Task instructions
Please format the entries below as a numbered list, skipping blank lines. Leave the pictures out of your answer.

(Location labeling records)
-=-=-=-=-

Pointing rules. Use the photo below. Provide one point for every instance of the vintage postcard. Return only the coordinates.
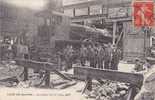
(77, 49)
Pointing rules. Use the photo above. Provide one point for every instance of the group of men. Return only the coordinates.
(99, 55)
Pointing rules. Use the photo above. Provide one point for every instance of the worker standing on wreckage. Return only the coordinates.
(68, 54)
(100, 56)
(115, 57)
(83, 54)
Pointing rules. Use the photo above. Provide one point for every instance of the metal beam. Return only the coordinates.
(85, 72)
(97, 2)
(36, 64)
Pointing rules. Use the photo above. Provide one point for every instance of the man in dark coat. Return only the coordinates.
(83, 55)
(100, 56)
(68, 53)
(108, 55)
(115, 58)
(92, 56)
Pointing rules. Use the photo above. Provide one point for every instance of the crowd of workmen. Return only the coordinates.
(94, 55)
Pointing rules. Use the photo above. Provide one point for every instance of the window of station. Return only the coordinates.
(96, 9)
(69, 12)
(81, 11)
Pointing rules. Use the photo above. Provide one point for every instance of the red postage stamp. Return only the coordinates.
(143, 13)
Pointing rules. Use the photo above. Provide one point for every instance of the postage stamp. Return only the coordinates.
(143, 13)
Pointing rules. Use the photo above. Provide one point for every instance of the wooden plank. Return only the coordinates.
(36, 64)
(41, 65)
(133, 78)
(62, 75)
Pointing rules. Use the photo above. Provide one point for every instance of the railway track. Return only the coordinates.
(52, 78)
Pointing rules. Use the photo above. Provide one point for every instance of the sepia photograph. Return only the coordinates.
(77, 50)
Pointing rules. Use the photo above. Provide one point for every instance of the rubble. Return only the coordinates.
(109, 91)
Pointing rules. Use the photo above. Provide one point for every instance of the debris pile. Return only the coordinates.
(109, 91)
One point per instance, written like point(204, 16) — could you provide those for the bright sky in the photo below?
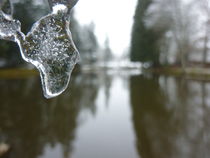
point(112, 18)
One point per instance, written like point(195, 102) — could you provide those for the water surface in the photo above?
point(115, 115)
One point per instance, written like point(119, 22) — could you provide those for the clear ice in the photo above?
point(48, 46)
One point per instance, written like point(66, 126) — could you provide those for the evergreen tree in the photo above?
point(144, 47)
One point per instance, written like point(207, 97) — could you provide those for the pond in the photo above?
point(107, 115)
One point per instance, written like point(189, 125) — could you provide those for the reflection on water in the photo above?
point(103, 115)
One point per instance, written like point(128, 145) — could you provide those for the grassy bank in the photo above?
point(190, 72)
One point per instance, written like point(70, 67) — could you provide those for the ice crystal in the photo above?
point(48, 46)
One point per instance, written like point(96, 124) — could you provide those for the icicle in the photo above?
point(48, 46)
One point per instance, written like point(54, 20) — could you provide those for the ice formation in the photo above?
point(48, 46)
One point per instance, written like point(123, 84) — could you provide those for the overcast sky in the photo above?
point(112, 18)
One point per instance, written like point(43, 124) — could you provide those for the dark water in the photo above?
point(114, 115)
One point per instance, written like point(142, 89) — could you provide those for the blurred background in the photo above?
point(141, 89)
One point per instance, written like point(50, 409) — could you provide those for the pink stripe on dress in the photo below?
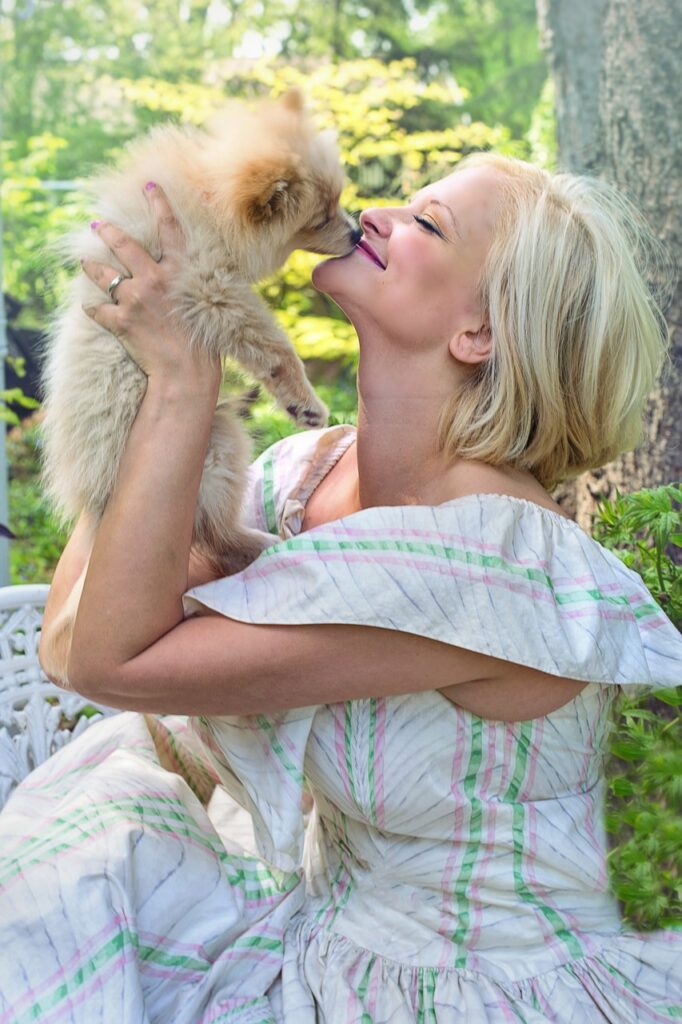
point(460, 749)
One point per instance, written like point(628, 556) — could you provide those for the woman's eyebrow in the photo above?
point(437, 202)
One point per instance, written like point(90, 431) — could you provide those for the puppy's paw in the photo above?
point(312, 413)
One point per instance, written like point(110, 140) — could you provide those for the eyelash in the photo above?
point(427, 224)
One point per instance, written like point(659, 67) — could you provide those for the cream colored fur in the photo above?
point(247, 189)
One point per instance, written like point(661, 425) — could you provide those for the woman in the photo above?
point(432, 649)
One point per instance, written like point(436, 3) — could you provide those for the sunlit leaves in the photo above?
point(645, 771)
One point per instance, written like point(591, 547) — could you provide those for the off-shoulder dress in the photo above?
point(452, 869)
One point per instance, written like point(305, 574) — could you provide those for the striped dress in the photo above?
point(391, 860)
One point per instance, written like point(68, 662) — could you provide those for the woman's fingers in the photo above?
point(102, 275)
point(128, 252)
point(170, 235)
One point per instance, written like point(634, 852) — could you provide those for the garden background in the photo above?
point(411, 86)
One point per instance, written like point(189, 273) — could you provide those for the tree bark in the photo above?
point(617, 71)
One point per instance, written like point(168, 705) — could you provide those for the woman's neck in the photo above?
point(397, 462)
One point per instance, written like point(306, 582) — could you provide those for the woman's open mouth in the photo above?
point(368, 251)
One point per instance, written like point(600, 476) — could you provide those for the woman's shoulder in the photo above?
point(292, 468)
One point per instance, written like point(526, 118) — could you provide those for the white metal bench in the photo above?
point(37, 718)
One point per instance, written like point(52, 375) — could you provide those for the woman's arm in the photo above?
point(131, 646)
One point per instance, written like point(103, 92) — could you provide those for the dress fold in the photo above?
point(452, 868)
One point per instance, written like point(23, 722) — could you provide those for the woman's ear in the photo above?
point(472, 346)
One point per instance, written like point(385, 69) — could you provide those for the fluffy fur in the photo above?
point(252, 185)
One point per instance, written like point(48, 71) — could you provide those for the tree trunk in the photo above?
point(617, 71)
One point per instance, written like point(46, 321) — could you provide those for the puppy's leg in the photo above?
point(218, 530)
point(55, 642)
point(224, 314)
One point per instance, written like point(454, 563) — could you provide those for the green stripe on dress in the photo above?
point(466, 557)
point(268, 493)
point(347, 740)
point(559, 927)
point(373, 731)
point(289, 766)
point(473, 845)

-=-=-=-=-

The result
1. Pointing rules. Use the photo below. Provide one point for every instance of the vintage postcard. Return only the coordinates.
2. (77, 49)
3. Pointing rules. Use the photo above. Provide one point for every instance of the group of men. Return only the coordinates.
4. (99, 55)
5. Pointing rules. Use the photo above. Provide one point for every instance of the worker standing on wreckage. Return only the coordinates.
6. (68, 54)
7. (100, 56)
8. (115, 57)
9. (83, 54)
10. Pointing rules. Use the photo above. Provide one point for every instance of the metal beam. Return only the coordinates.
11. (85, 72)
12. (97, 2)
13. (36, 64)
14. Pointing rules. Use the photo above. Provide one point for every instance of the man in dark coat. Return only the coordinates.
15. (83, 55)
16. (100, 56)
17. (68, 53)
18. (108, 55)
19. (115, 58)
20. (92, 56)
21. Pointing rules. Use the photo above. Provide one point for every instance of the crowd of workmen. Return only the coordinates.
22. (94, 55)
23. Pointing rules. Use the photo above. Provide one point for every instance of the window of station. Return only the coordinates.
24. (96, 9)
25. (69, 12)
26. (81, 11)
27. Pointing rules. Use the photo above. Provide one point for every instance of the red postage stamp. Return only the coordinates.
28. (143, 13)
29. Pointing rules. Use the photo above. Provide one point for every instance of the postage stamp. Return only the coordinates.
30. (143, 13)
31. Pointing rules. Use the photo above. Provide one point for every instance of the wooden plank. Return only the coordinates.
32. (36, 64)
33. (41, 65)
34. (133, 78)
35. (62, 75)
36. Pointing rules. Use the photo above. Provide one point for every instance of the railway track. Return only the coordinates.
37. (52, 78)
38. Pointing rules. Use the photo above. Provide one point for every instance of the sepia photograph. Return only the coordinates.
39. (77, 50)
40. Pointing rules. Use the photo above. Provide one point for every instance of the rubble. Return only the coordinates.
41. (109, 91)
42. Pointing rules. Use the photo above. Provide one point for every instance of the debris pile. Return only the coordinates.
43. (109, 91)
44. One point per instance, written like point(204, 16) — could you provide those for the bright sky in the photo below?
45. point(112, 18)
46. One point per instance, written like point(195, 102) — could you provide those for the water surface in the photo above?
47. point(115, 115)
48. One point per instance, written like point(119, 22) — could you provide those for the clear ice in the photo above?
49. point(48, 46)
50. One point per instance, written like point(66, 126) — could you provide those for the evergreen tree in the photo above?
51. point(144, 47)
52. One point per instance, written like point(207, 97) — could you provide those for the pond in the photo above?
53. point(107, 115)
54. One point per instance, written like point(189, 125) — could you provide those for the reflection on water in the photo above?
55. point(103, 115)
56. One point per instance, written like point(128, 145) — could you provide those for the grassy bank in the photo above?
57. point(190, 72)
58. One point per instance, written like point(70, 67) — could you provide those for the ice crystal in the photo above?
59. point(48, 46)
60. One point per instance, written like point(96, 124) — could you provide those for the icicle in the photo above?
61. point(48, 46)
62. One point per instance, written like point(54, 20) — could you provide those for the ice formation in the photo above?
63. point(48, 46)
64. One point per instance, written like point(123, 84) — could you provide those for the overcast sky in the photo above?
65. point(112, 18)
66. One point per instance, written like point(43, 124) — could you provide those for the dark water in the photo above?
67. point(114, 115)
68. One point per instance, written like point(142, 89) — could you provide those for the blurred background in the photo above?
69. point(141, 89)
70. One point per instance, written like point(50, 409) — could you provide those for the pink stripe on dress in the photo below?
71. point(460, 749)
72. One point per instance, written like point(628, 556) — could you provide those for the woman's eyebrow in the photo above?
73. point(437, 202)
74. One point per instance, written like point(90, 431) — could you provide those for the puppy's paw in the photo above?
75. point(312, 413)
76. One point per instance, written like point(110, 140) — could you provide those for the eyelash in the photo above?
77. point(427, 224)
78. One point per instance, written like point(659, 67) — could you provide those for the cream colored fur in the photo above?
79. point(247, 189)
80. One point per instance, written like point(661, 425) — could you provide those for the woman in the photo above?
81. point(432, 649)
82. One point per instance, written like point(436, 3) — could you provide those for the sunlit leaves in the photo above?
83. point(645, 771)
84. One point per instance, written like point(591, 547) — could you provide those for the off-shoulder dress in the photo above?
85. point(452, 869)
86. One point per instance, written like point(305, 574) — could you provide those for the striped dress in the photo above?
87. point(391, 860)
88. One point per instance, written like point(68, 662) — could you provide those for the woman's fingers in the photo above?
89. point(102, 275)
90. point(128, 252)
91. point(170, 235)
92. One point per instance, written like point(634, 852) — could you provide those for the garden background in the photo above?
93. point(411, 86)
94. One point per instance, written like point(189, 273) — could you provide those for the tree bark in the photo above?
95. point(617, 71)
96. One point per instance, written like point(168, 705) — could you provide those for the woman's neck in the photo above?
97. point(397, 462)
98. One point per instance, written like point(306, 582) — could you provide those for the woman's open mouth in the photo above?
99. point(368, 251)
100. One point per instance, written like point(600, 476) — could you provide those for the woman's shoulder in the photo above?
101. point(292, 468)
102. One point per instance, written like point(526, 118) — could you provide those for the white metal bench in the photo above?
103. point(37, 718)
104. One point per instance, written like point(52, 375) — could you provide those for the woman's arm in the photo above?
105. point(131, 646)
106. One point per instance, written like point(103, 92) — could you provide those for the dress fold in the photo above?
107. point(452, 868)
108. One point per instance, written like point(23, 722) — could you provide those for the woman's ear in the photo above?
109. point(472, 346)
110. One point per instance, written like point(385, 69) — could you provide those for the fluffy fur in the photo above?
111. point(252, 185)
112. One point per instance, written like point(48, 71) — could you provide those for the tree trunk in the photo above?
113. point(617, 71)
114. One point per instance, written like point(46, 321) — could you provide those for the puppy's leg in the photo above?
115. point(218, 530)
116. point(55, 642)
117. point(224, 314)
118. One point per instance, written like point(454, 563) — could you provide those for the green stripe on dress in the photo above?
119. point(466, 557)
120. point(268, 493)
121. point(347, 740)
122. point(559, 927)
123. point(373, 731)
124. point(289, 766)
125. point(473, 845)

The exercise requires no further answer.